Short problem >> Which lines in the records contain the string "white"? Pick out each one and copy it in full, matching case exactly.

— START OF Record list —

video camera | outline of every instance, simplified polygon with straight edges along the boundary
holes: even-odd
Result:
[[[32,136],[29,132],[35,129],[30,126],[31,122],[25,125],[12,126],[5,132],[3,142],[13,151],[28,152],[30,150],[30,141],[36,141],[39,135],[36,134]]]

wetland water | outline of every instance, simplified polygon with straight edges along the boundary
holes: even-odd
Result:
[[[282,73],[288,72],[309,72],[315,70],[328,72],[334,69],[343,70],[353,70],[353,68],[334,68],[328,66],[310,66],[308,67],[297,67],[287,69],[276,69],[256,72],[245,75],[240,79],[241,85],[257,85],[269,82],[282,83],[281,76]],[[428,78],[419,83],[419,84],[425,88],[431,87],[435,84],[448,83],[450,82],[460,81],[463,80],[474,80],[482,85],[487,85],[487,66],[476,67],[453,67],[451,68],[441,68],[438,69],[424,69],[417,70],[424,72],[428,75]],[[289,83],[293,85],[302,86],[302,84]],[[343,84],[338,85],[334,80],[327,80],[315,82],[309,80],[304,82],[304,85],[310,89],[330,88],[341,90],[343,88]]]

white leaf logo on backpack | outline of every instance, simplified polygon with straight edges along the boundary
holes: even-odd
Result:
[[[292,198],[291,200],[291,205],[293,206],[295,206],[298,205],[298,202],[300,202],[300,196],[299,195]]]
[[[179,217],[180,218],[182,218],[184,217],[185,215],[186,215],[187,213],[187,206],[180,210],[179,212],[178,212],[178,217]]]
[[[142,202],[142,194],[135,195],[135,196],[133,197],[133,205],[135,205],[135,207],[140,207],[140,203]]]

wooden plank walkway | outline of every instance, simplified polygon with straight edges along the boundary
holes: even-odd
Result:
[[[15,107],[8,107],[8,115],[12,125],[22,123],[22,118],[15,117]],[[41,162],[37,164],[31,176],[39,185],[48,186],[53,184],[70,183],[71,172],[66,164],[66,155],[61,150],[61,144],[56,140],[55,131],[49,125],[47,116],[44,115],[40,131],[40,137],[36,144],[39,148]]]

— END OF Record list —
— START OF Record list —

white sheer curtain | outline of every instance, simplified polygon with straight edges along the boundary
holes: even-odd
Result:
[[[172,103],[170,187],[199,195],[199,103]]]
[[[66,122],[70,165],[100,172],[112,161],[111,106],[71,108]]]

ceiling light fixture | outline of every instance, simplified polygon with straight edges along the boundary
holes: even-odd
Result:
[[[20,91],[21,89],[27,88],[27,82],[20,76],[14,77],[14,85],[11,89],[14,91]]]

— END OF Record list —
— START OF Record list —

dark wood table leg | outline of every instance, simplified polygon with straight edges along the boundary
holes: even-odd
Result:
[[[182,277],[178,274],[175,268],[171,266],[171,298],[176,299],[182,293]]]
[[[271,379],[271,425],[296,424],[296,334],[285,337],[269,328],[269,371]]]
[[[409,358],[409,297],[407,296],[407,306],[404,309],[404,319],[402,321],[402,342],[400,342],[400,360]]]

— END OF Record list —

Task solution >>
white leaf logo on backpack | outline of every instance, simplified polygon with straight edges along the boundary
white sheer curtain | outline of every instance, simplified polygon with straight edges along the boundary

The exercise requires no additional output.